> _Your instructions_:
Start at the top and transcribe every record through the final line exactly.

> _Data records_:
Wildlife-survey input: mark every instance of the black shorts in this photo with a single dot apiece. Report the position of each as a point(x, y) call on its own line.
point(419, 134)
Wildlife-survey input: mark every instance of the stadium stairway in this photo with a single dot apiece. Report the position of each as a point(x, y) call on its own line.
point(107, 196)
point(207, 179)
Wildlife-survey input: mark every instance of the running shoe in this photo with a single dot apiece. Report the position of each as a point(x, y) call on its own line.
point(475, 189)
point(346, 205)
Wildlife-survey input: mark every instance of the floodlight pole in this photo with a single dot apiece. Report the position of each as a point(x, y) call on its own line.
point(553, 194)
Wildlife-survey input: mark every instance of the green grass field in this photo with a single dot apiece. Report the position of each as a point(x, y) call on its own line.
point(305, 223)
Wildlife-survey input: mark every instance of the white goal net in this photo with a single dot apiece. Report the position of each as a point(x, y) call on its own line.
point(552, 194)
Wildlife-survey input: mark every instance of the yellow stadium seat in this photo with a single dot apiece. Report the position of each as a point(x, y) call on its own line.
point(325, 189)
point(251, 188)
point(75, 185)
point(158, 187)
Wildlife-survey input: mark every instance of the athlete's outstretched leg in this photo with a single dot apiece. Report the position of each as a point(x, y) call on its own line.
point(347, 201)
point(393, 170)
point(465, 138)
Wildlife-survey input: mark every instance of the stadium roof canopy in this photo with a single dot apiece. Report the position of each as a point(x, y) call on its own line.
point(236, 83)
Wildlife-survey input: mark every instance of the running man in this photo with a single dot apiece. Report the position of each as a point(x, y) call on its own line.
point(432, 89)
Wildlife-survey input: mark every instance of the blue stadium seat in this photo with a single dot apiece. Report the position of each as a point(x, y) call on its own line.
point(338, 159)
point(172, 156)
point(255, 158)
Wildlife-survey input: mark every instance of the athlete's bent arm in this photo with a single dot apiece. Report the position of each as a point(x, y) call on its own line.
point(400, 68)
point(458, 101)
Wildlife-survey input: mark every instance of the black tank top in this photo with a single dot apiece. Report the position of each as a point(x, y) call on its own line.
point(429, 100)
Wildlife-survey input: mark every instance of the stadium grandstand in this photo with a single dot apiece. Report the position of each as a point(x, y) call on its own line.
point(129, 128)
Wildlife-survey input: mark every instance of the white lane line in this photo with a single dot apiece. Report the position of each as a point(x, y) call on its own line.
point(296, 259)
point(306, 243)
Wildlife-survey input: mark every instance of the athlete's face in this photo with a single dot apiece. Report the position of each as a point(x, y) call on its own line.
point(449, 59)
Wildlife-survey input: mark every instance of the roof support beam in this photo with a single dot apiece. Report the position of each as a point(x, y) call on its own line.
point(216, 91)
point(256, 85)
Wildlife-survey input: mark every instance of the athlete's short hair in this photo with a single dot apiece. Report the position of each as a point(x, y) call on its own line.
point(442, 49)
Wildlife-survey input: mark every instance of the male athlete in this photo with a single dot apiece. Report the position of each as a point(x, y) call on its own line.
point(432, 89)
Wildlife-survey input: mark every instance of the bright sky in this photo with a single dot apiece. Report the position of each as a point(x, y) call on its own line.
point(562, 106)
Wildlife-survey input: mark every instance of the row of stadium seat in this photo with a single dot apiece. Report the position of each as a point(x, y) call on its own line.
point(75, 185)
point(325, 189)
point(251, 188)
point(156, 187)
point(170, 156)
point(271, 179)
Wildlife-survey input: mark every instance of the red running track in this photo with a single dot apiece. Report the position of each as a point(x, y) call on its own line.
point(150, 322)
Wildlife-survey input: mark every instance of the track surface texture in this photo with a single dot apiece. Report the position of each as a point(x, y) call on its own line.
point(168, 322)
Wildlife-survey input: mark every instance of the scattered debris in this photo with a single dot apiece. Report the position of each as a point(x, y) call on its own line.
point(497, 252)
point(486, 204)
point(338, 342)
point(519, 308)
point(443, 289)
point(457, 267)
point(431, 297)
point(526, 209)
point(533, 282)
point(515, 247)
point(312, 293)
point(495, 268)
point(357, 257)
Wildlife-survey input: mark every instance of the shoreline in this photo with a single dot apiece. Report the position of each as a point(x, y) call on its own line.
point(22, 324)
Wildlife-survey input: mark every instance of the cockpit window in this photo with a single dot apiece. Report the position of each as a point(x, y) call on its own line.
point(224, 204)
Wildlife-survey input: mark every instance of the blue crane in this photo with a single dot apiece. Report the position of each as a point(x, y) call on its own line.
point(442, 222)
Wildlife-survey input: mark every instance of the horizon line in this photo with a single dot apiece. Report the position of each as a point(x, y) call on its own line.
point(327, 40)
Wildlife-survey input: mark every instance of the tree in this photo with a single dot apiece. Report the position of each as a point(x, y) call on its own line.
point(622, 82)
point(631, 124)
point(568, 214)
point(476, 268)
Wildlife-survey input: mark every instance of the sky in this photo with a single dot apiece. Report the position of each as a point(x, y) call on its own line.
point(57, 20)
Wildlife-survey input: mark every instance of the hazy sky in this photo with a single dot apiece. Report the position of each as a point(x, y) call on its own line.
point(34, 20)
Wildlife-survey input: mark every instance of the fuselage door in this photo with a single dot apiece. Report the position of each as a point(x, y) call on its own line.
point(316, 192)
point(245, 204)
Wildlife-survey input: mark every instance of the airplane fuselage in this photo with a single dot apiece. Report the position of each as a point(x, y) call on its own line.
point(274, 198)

> _Output of the exercise_:
Wildlife-survey input: mark every instance of the black shorts in this photo with a single dot apiece. Report the position of each as a point(x, y) call on its own line.
point(419, 134)
Wildlife-survey input: mark every instance of the stadium stairway in this photo with a single dot apiece. Report the position of each as a point(x, y) call on its own line.
point(107, 196)
point(207, 179)
Wildlife-survey input: mark every instance of the running shoe in this photo with a single dot apiece. Report the position of each as a point(x, y) call on its own line.
point(475, 189)
point(346, 205)
Wildlife-survey input: mark every instance of the floodlight pole in this photo with a single dot apiece. Report the position of each as a point(x, y) call on its own line.
point(553, 194)
Wildlife-survey input: mark every instance of the green grass field in this photo with a single dot apiece. Report the position of each as a point(x, y) call on its own line.
point(305, 223)
Wildlife-survey input: mark every instance of the white goal net in this photo with a single dot apiece. Report the position of each as a point(x, y) call on its own line.
point(552, 194)
Wildlife-survey input: mark every instance of the yellow stadium seat in this photo with a single dot apiece. Report the position of each as a point(x, y) call on its own line.
point(325, 189)
point(251, 188)
point(75, 185)
point(158, 187)
Wildlife-survey input: mark every instance of the athlete's outstretched leg in this photo with a single dot apiece. Report the position of each as a point(x, y) call on its own line.
point(347, 201)
point(393, 170)
point(465, 138)
Wildlife-survey input: mark every instance of the stadium roof canopy in this photo with a single dot apiece. Report the position of each as a point(x, y) call on its own line.
point(236, 83)
Wildlife-survey input: mark every instance of the running man in this photo with a single dot apiece. Report the position of each as a point(x, y) call on its own line.
point(432, 89)
Wildlife-survey input: mark every instance of the blue stadium seat in this photo with a single dot apiece. Report the position of each as a point(x, y) call on its own line.
point(338, 159)
point(172, 156)
point(255, 158)
Wildlife-survey input: mark every instance of the athlete's bent arm in this photo with a single dot apiece. Report the position of each as a point(x, y) call on its own line.
point(400, 68)
point(458, 101)
Wildlife-survey input: mark every instance of the black tank top in this photo with a single dot apiece. Report the position of each as a point(x, y) call on its own line.
point(429, 100)
Wildlife-survey input: mark every instance of the stadium grandstand in this photo with a single dot apiece. Report the position of each as a point(x, y) call on its own line.
point(129, 128)
Wildlife-survey input: mark every instance of the white lane line in this photo with a single dot apiece. Report the position of each as a point(x, y) call on its own line.
point(296, 259)
point(306, 243)
Wildlife-survey input: mark every instance of the athlete's face in this photo with a single dot apiece. Report the position of each as a point(x, y) call on its own line.
point(449, 59)
Wildlife-survey input: mark every instance of the roof support beam in this photo with a single dot apiece. Report the position of each as a point(x, y) call on its own line.
point(216, 91)
point(256, 85)
Wildlife-survey input: mark every instance of the athlete's short hair in this photo with a single dot apiece. Report the position of each as a point(x, y) call on its own line.
point(442, 49)
Wildlife-survey input: mark every instance of the male athlete in this photo with a single dot apiece. Report the position of each as a point(x, y) call on its own line.
point(432, 89)
Wildlife-survey input: mark every instance of the bright sky in this photo with a single dot apiece. Report the position of each as a point(x, y) call on its own line.
point(562, 106)
Wildlife-survey input: mark every instance of the row of stadium seat in this photo with a single dot apiece. Report the position of each as a point(x, y) call on its own line.
point(75, 185)
point(325, 189)
point(251, 188)
point(156, 187)
point(170, 156)
point(271, 179)
Wildlife-survey input: mark every instance of the red running track in this photo with a single dot apiece. Report the position of each as a point(x, y) call on its own line.
point(150, 322)
Wildlife-survey input: mark every instance of the track surface texture in this photo with a single dot apiece. Report the position of each as a point(x, y) call on its own line.
point(168, 322)
Wildlife-survey input: mark every instance of the scattered debris in this photo with a single dot apiece. Report the position of each as a point(x, y) call on its own line.
point(497, 252)
point(486, 204)
point(338, 342)
point(519, 308)
point(443, 289)
point(457, 267)
point(431, 297)
point(526, 209)
point(533, 282)
point(515, 247)
point(312, 293)
point(495, 268)
point(357, 257)
Wildlife-survey input: mark every instance of the shoreline in this photo with a single dot apiece. Report the position of each as a point(x, y) call on its own line.
point(22, 324)
Wildlife-survey input: mark every instance of the cockpit window in this photo with a single dot apiece. Report the position of each as a point(x, y) call on its own line.
point(224, 204)
Wildlife-survey input: mark every instance of the blue crane in this photo with a single dot apiece. Report the position of each as a point(x, y) call on its own line.
point(442, 222)
Wildlife-survey input: mark every instance of the horizon line in this photo with a single dot apiece. Report the position of each as a point(x, y) call on its own line.
point(327, 40)
Wildlife-survey input: mark every instance of the tree in this photo with a single dot apiece. Report the position of each as a point(x, y) call on its own line.
point(622, 82)
point(631, 124)
point(568, 214)
point(476, 268)
Wildlife-survey input: mark every instance of the sky in this photo with a single dot apiece. Report the position of each as a point(x, y) call on its own line.
point(57, 20)
Wildlife-survey input: mark every instance of the hazy sky in this photo with a single dot apiece. Report the position of each as a point(x, y) call on its own line.
point(34, 20)
Wildlife-survey input: mark every instance of the fuselage door in this photo with a single dot apiece. Report the position of each as a point(x, y) call on its own line.
point(316, 192)
point(245, 204)
Wildlife-survey input: mark every instance of the airplane fuselage in this photo with a single dot apiece. Report the position of each as a point(x, y) call on its own line.
point(274, 198)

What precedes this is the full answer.